** Texte fourni **
━━━
• Hier soir, le président tunisien a pris la décision, en s’appuyant sur l’article 80 de la Constitution, de renvoyer le chef de son gouvernement et de geler les travaux du parlement. Il a également annoncé qu’il allait choisir un nouveau Premier ministre – le quatrième en neuf mois. Dans la foulée, Saïed a appelé ses partisans à manifester leur soutien dans les rues, s’appuyant sur la ferveur populaire ainsi que sur l’armée nationale pour contrer les accusations de « coup d’État » assénées par ses opposants (le président de l’Assemblée Rached Ghannouchi en tête, chef de file du parti islamiste Ennahda).
  • Les médias internationaux hésitent pour le moment à recourir au terme de « coup d’État » pour décrire cet événement, tant la constitutionnalité des décisions prises par le président est soumise à des divergences d’interprétation par les juristes. Au cœur de cet épisode : l’article 80 de la Constitution qui permet au président de prendre de telles décisions – du moins, selon l’interprétation qui en est faite et en l’absence d’une cour constitutionnelle pour trancher le litige.
  • Élu avec 72 % des suffrages lors de l’élection présidentielle d’octobre 2019, Kaïs Saïed jouit d’un certain soutien dans une partie de la population. Dans le même temps, la crise politique qui paralyse une partie de la vie institutionnelle du pays offre un terrain fertile à la corruption des élites qui a conduit de nombreux Tunisiens à manifester hier, fustigeant, entre autres, la mauvaise gestion par le gouvernement de la crise sanitaire ainsi que les blocages à répétition à l’Assemblée.
  • Dans une dynamique qui n’est pas sans rappeler celle des Printemps arabes de 2011 (partis de Tunisie) qui avait conduit au départ de Ben Ali et à la formation d’une assemblée constituante, c’est principalement la jeunesse qui a exprimé sa colère à l’encontre du premier parti de l’Assemblée, Ennahda (formation dont est issu Rached Ghannouchi). C’est la même démocratisation de la Tunisie, qui avait conduit au massif mouvement de 2011, qui est aujourd’hui au cœur de cette crise, en raison de l’incapacité des partis à former des coalitions et à s’accorder sur un agenda commun.
━━━
** Consignes de travail **
Prolongez le texte sur la crise politique en Tunisie à partir de l'endroit où il s'arrête.

** Entrées répertoriées **
━━━
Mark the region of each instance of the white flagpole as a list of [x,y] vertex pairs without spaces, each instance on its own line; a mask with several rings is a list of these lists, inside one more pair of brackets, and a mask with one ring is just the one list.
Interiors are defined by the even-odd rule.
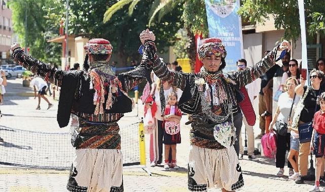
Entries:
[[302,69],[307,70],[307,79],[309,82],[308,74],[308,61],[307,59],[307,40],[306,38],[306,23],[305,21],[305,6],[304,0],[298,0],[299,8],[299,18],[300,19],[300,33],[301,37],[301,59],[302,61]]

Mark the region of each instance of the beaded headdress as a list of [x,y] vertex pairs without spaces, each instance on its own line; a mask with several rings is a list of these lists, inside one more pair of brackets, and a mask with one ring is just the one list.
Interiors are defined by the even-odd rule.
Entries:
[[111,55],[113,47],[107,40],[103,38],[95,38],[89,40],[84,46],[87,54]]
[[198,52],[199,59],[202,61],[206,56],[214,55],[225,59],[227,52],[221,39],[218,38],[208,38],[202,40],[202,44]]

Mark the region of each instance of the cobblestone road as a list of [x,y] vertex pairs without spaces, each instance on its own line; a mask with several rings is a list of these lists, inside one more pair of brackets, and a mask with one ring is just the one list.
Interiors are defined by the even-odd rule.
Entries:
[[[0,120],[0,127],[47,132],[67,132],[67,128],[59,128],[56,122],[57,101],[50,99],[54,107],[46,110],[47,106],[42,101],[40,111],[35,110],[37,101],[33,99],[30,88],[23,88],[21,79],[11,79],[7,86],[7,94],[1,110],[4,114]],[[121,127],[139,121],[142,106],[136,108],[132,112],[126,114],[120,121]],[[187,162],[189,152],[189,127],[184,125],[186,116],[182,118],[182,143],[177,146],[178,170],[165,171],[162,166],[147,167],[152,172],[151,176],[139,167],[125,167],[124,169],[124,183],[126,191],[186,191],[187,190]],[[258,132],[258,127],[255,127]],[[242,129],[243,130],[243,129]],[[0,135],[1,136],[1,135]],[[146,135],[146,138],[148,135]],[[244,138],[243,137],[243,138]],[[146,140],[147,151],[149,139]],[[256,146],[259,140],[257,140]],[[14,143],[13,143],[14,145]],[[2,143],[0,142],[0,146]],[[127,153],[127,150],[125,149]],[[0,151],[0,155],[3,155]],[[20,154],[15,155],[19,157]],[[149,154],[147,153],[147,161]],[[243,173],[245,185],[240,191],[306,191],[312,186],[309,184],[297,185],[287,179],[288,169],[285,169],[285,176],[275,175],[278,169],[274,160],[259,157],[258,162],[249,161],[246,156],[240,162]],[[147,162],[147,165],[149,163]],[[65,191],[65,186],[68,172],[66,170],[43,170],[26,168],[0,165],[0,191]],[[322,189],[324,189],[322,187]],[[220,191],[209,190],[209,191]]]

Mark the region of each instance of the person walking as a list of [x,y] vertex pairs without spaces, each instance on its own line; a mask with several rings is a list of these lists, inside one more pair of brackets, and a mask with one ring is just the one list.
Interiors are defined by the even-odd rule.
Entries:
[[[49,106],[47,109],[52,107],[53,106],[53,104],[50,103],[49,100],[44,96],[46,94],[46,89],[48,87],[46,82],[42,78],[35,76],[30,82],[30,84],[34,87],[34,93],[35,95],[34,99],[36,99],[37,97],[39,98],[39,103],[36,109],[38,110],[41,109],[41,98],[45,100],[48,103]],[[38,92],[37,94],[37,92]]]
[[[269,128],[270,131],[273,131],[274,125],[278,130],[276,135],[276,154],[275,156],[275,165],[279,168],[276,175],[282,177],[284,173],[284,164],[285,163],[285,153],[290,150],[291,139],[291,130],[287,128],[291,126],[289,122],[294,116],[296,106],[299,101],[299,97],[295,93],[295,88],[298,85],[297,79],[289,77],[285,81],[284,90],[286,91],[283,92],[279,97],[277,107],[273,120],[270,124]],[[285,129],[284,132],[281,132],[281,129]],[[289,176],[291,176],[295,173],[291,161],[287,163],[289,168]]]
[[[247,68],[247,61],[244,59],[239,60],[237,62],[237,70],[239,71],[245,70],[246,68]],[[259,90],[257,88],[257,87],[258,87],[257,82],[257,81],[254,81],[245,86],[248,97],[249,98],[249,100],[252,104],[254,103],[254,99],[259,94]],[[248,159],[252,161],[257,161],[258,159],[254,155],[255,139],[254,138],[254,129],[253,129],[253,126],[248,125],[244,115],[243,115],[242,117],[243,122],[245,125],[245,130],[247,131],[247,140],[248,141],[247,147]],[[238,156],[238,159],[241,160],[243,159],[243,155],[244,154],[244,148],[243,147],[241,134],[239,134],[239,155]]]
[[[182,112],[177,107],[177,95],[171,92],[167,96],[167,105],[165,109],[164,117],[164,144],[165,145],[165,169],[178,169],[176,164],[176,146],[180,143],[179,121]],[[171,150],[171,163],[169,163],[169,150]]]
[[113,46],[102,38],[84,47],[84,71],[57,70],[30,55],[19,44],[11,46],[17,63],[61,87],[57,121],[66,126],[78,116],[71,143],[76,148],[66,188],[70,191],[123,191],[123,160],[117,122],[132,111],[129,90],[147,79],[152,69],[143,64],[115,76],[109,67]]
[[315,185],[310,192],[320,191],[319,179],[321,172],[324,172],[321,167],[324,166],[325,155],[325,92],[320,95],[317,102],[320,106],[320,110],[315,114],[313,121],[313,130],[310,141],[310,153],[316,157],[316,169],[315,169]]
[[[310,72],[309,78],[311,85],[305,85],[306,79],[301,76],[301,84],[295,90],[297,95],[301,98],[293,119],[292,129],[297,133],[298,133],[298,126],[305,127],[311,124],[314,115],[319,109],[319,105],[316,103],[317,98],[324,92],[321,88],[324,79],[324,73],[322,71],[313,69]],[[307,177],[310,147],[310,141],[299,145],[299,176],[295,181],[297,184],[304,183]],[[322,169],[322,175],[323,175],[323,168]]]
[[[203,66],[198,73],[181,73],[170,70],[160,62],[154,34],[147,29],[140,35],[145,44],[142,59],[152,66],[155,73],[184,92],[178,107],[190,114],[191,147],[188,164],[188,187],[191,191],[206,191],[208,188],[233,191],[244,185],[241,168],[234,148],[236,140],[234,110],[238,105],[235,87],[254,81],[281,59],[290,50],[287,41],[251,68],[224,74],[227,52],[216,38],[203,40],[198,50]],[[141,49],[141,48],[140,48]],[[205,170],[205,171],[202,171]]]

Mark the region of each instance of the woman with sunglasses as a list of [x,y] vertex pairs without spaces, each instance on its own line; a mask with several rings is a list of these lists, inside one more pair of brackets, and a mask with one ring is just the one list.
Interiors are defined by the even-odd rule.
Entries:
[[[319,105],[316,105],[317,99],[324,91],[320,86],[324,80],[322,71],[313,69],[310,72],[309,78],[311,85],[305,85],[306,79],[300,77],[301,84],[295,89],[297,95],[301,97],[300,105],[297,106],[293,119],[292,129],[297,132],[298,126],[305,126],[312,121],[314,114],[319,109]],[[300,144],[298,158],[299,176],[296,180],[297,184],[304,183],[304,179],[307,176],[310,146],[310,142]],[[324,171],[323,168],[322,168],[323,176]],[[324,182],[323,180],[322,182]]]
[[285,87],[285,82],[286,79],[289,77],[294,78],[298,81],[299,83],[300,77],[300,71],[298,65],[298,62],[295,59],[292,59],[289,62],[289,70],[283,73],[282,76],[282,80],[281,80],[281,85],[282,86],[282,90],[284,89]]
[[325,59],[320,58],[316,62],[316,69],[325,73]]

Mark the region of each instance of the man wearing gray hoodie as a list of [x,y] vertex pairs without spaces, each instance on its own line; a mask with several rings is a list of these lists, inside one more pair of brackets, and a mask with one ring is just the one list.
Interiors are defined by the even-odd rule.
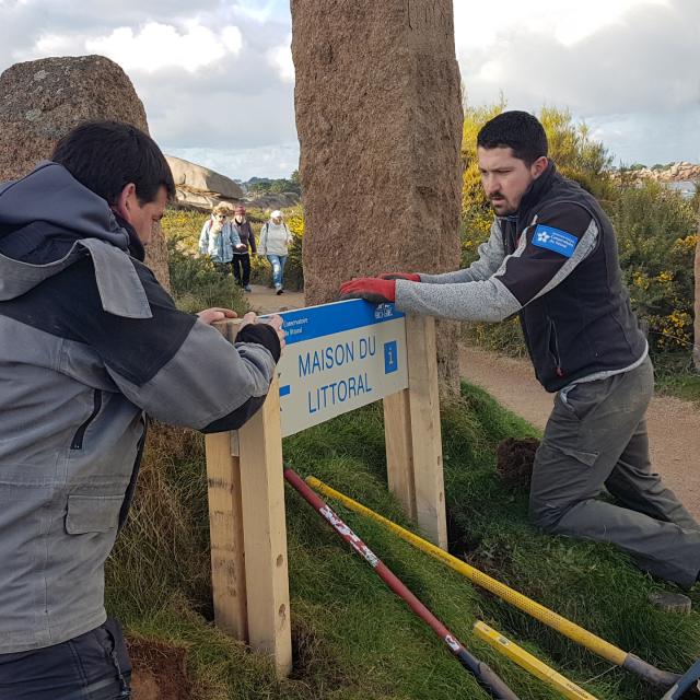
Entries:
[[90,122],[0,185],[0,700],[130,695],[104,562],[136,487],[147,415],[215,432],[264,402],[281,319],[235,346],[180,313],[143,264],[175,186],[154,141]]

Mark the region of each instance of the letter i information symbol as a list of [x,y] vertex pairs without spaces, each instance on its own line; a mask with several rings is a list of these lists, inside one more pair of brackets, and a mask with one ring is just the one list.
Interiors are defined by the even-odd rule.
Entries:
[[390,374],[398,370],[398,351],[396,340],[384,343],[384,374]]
━━━
** Réponse attendue **
  • L’Assemblée des représentants du peuple (le parlement monocaméral tunisien), est un ensemble composite éclaté qui ne laisse pas apparaître de réelle majorité. C’est principalement les situations de blocages législatifs à répétition, la personnalité clivante de Rached Ghannouchi (président de l’ARP et chef de file d’Ennahda) ainsi que son opposition avec le président qui sont au cœur de la crise politique que la Tunisie traverse depuis au moins 2019.
  • La pandémie de coronavirus a également atteint des sommets récemment (avec presque 10.000 cas par jour au début du mois de juillet, et le taux de mortalité le plus élevé d’Afrique et du monde arabe), à tel point que la situation a été qualifiée comme présentant un risque de se transformer en « catastrophe sanitaire ». La saturation des systèmes de santé ainsi que la lente campagne de vaccination ont exacerbé les critiques déjà virulentes à l’encontre de la classe dirigeante – et surtout du parlement – dont la dissolution a été réclamée par des manifestants dans la journée d’hier.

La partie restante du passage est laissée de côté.